##### Data for the task #####
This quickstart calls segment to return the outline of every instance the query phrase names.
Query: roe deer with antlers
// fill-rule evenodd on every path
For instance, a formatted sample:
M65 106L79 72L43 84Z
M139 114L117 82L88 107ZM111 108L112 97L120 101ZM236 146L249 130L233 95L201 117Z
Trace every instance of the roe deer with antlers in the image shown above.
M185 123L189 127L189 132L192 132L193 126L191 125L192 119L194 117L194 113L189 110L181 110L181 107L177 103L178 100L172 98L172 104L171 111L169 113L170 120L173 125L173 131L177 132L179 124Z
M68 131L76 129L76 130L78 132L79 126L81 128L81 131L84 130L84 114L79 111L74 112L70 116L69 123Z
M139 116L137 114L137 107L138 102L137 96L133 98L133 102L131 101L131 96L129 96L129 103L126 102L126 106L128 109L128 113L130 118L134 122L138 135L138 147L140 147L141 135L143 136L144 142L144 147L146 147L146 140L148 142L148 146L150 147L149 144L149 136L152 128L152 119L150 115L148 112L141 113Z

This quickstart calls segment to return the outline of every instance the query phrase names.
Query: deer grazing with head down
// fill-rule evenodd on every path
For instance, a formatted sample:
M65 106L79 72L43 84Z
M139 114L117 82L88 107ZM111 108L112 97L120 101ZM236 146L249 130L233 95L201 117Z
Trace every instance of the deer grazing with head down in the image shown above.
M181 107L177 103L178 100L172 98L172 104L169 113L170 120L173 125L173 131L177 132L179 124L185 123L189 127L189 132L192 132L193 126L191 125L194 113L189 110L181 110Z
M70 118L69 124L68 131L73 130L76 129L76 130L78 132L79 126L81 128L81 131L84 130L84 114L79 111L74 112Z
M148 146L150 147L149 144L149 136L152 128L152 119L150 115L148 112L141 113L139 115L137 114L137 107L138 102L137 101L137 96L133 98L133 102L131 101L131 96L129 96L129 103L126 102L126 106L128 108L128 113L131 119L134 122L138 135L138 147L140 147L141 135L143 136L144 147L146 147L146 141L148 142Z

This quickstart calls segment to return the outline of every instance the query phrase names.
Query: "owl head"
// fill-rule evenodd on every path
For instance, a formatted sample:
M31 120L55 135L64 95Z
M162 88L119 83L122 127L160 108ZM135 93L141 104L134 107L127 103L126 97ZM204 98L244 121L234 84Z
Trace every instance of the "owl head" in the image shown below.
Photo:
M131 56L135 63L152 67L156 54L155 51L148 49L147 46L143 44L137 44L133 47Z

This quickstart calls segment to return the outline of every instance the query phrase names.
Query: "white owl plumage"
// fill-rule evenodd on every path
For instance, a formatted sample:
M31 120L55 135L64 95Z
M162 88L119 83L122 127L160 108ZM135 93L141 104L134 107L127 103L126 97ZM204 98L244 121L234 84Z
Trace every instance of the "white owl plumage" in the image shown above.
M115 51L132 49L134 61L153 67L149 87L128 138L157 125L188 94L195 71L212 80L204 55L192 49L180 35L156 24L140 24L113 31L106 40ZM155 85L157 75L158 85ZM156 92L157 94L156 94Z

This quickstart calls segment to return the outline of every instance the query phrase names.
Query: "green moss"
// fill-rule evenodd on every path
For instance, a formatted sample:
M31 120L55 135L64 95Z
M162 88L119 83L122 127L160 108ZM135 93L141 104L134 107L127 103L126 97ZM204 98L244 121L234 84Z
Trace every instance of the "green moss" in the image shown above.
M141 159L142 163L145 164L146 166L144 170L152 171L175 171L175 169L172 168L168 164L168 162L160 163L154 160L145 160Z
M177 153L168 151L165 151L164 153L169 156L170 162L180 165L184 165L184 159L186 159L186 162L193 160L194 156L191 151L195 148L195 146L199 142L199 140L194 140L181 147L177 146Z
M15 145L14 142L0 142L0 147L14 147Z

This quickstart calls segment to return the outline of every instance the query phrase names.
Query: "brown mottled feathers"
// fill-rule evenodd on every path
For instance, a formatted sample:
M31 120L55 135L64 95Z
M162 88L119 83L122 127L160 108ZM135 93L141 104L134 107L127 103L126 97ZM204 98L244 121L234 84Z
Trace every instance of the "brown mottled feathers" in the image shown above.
#####
● **Exercise details**
Give back each line above precisely as it stands.

● **Task output**
This quickstart calls segment to return the outline of every instance the query phrase names.
Query: roe deer with antlers
// fill-rule evenodd on every path
For instance, a formatted sample:
M65 106L79 72L43 84Z
M139 114L117 82L88 107ZM111 108L112 97L120 101ZM236 146L249 130L233 95L201 117Z
Trace every instance of the roe deer with antlers in the image shown above.
M185 123L189 127L189 132L192 132L193 126L191 125L192 119L194 117L194 113L189 110L181 110L181 107L177 103L178 100L172 98L172 104L171 111L169 113L170 120L173 125L173 131L177 132L179 124Z
M68 131L76 129L76 130L78 132L79 126L81 128L81 131L84 130L84 114L79 111L74 112L70 116L69 123Z
M139 116L137 114L137 107L138 102L137 96L133 98L133 102L131 101L131 96L129 96L129 103L126 102L126 106L128 109L128 113L130 118L134 122L138 135L138 147L140 147L141 135L143 136L144 142L144 147L146 147L146 140L148 142L148 146L150 147L149 144L149 136L152 128L152 119L150 115L148 112L141 113Z

This quickstart calls segment to return the outline of every instance the query phrase names.
Query: deer grazing with head down
// fill-rule evenodd on every path
For instance, a formatted sample:
M65 106L79 72L43 84Z
M139 114L117 82L88 107ZM111 108L112 97L120 101ZM236 146L249 130L233 95L201 117Z
Trace every instance of the deer grazing with head down in the image shown above.
M181 107L177 103L178 100L172 98L172 104L169 113L170 120L173 125L173 131L177 132L179 124L185 123L189 127L189 132L192 132L193 126L191 125L194 113L189 110L181 110Z
M70 118L69 124L68 131L73 130L76 129L76 130L78 132L79 126L81 128L81 131L84 130L84 114L79 111L74 112Z
M148 146L150 147L149 144L149 136L152 128L152 119L150 115L148 112L141 113L139 115L137 114L137 107L138 102L137 101L137 96L133 98L133 102L131 101L131 96L129 96L129 103L126 102L126 106L128 108L128 113L131 119L134 122L138 135L138 147L140 147L141 135L143 136L144 147L146 147L146 141L148 142Z

This quickstart calls segment to return the outline of every instance the query phrase names.
Query: "owl head"
// fill-rule evenodd on every path
For instance, a formatted sample:
M31 120L55 135L64 95Z
M162 88L119 83L122 127L160 108ZM135 93L141 104L134 107L127 103L126 97ZM204 98L244 121L234 84Z
Trace every instance of the "owl head" in the image shown below.
Photo:
M131 56L135 63L152 67L156 54L155 51L148 49L147 46L143 44L137 44L133 47Z

This quickstart calls segment to return the outline of every instance the query phrase names.
Query: "white owl plumage"
// fill-rule evenodd on every path
For instance, a formatted sample:
M31 120L55 135L64 95Z
M162 88L119 83L122 127L160 108ZM135 93L141 104L134 107L127 103L126 97ZM204 98L244 121L234 84Z
Trace every instance of the "white owl plumage" in the image shown above.
M115 51L132 49L134 61L153 67L149 87L128 138L157 125L188 94L195 71L212 80L204 55L192 49L180 35L156 24L140 24L113 31L106 40ZM155 85L157 75L158 85ZM156 92L157 94L156 94Z

This quickstart calls segment to return the outline of every instance the query phrase names.
Query: "green moss"
// fill-rule evenodd on every path
For instance, a formatted sample:
M31 120L55 135L64 95Z
M162 88L119 83L122 127L160 108ZM135 93L141 104L134 107L127 103L126 97ZM204 98L244 121L234 84Z
Trace every instance of the "green moss" in the image shown above.
M141 159L142 163L145 164L146 166L144 170L152 171L175 171L175 169L172 168L168 164L168 162L160 163L154 160L145 160Z
M177 153L168 151L165 151L164 153L169 156L170 162L180 165L184 165L184 159L186 159L186 162L193 160L194 156L191 151L195 148L195 146L199 142L199 140L194 140L181 147L177 146Z
M15 145L14 142L0 142L0 147L14 147Z

This quickstart calls segment to return the outline of every instance the query phrase names.
Query: "brown mottled feathers"
// fill-rule evenodd on every path
For instance, a formatted sample:
M31 120L55 135L64 95Z
M162 88L119 83L122 127L160 108ZM135 93L141 104L134 107L127 103L126 97ZM204 98L244 121L234 84Z
Trace every instance of the "brown mottled feathers" in the image shown above.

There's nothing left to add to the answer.